• TUGAS YANG DIBERIKAN 1: Tulis ulang seluruh baris dalam daftar di bawah tanpa perubahan, tetapi jangan sertakan gambarnya.

• ARTIKEL:
******
JAKARTA, Lampungkham – Ketidakpastian kondisi global yang masih terjadi dalam beberapa tahun terakhir telah berpengaruh secara langsung maupun tidak langsung terhadap perusahaan maupun investor di pasar finansial dalam hal menentukan arah strategi kedepannya, hal ini menjadi tantangan dinamika ekonomi global sedang dihadapi oleh seluruh negara, termasuk Indonesia.
Faktor perang dagang menjadi yang paling sulit untuk diprediksi karena sangat bergantung pada kesepakatan AS dan China. Dampak dari perang dagang yang bergulir sejak tahun 2018 itu semakin terlihat pada geliat perekonomian dunia, terutama pada kegiatan-kegiatan industri manufaktur, arah kebijakan suku bunga AS menjadi salah satu penentu apakah momentum pelemahan ekonomi dunia terus berlanjut atau berbalik pada tahun 2020 nanti.
Kepala Eksekutif Pasar Modal OJK Hoesen mengatakan, pertumbuhan ekonomi yang stabil turut memberikan manfaat positif terhadap aktivitas investasi di Pasar Modal Indonesia tercermin dari pengggalangan dana yang meningkat, jumlah perusahaan yang go public, pertumbuhan Nilai Aktiva Bersih reksadana dan peningkatan jumlah investor.
“Terjaganya stabilitas sistem keuangan ini tentunya merupakan buah dari kerjasama dan sinergi yang erat antara otoritas fiskal, moneter, dan otoritas industri jasa keuangan serta seluruh pelaku ekonomi Indonesia,” kata Hoesen.
Sementara Ketua Dewan Komisioner OJK Wimboh Santoso dalam diskusi menyampaikan bahwa kondisi stabilitas sektor jasa keuangan hingga pekan keempat Oktober dalam kondisi terjaga di tengah perlambatan pertumbuhan perekonomian global. Intermediasi sektor jasa keuangan tercatat membukukan perkembangan yang stabil dengan profil risiko yang terkendali.
” Kekhawatiran tentang ketidakpastian serta perlambatan ekonomi pun semakin terkonfirmasi oleh penurunan angka proyeksi pertumbuhan ekonomi. Organisasi Kerja Sama dan Pembangunan Ekonomi (OECD) baru saja memutuskan untuk memangkas proyeksi pertumbuhan global menjadi 2,9% pada tahun ini, turun dari perkiraan sebelumnya 3,2%. Demikian halnya untuk pertumbuhan ekonomi Indonesia, yaitu menjadi hanya 5% untuk tahun 2019 dan 2020 ” jelasnya.
******
• BAHAN YANG DISEDIAKAN:
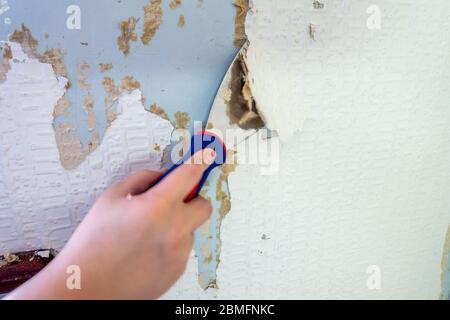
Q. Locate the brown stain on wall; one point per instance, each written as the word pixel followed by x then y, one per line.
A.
pixel 445 268
pixel 105 67
pixel 241 106
pixel 127 35
pixel 175 4
pixel 152 20
pixel 242 7
pixel 155 109
pixel 182 120
pixel 82 70
pixel 222 194
pixel 181 21
pixel 71 151
pixel 5 64
pixel 112 93
pixel 129 84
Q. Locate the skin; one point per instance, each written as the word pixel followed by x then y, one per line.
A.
******
• TUGAS YANG DIBERIKAN 2: Salin kembali bagian artikel dari "Sementara Ketua Dewan" sampai "risiko yang terkendali.", lalu ganti "keempat" dengan "ketiga".

• JAWABAN LENGKAP 1:
Q. Locate the brown stain on wall; one point per instance, each written as the word pixel followed by x then y, one per line.
A.
pixel 445 268
pixel 105 67
pixel 241 106
pixel 127 35
pixel 175 4
pixel 152 20
pixel 242 7
pixel 155 109
pixel 182 120
pixel 82 70
pixel 222 194
pixel 181 21
pixel 71 151
pixel 5 64
pixel 112 93
pixel 129 84
Q. Locate the skin; one point per instance, each written as the word pixel followed by x then y, one per line.
A.

• JAWABAN LENGKAP 2:
Sementara Ketua Dewan Komisioner OJK Wimboh Santoso dalam diskusi menyampaikan bahwa kondisi stabilitas sektor jasa keuangan hingga pekan ketiga Oktober dalam kondisi terjaga di tengah perlambatan pertumbuhan perekonomian global. Intermediasi sektor jasa keuangan tercatat membukukan perkembangan yang stabil dengan profil risiko yang terkendali.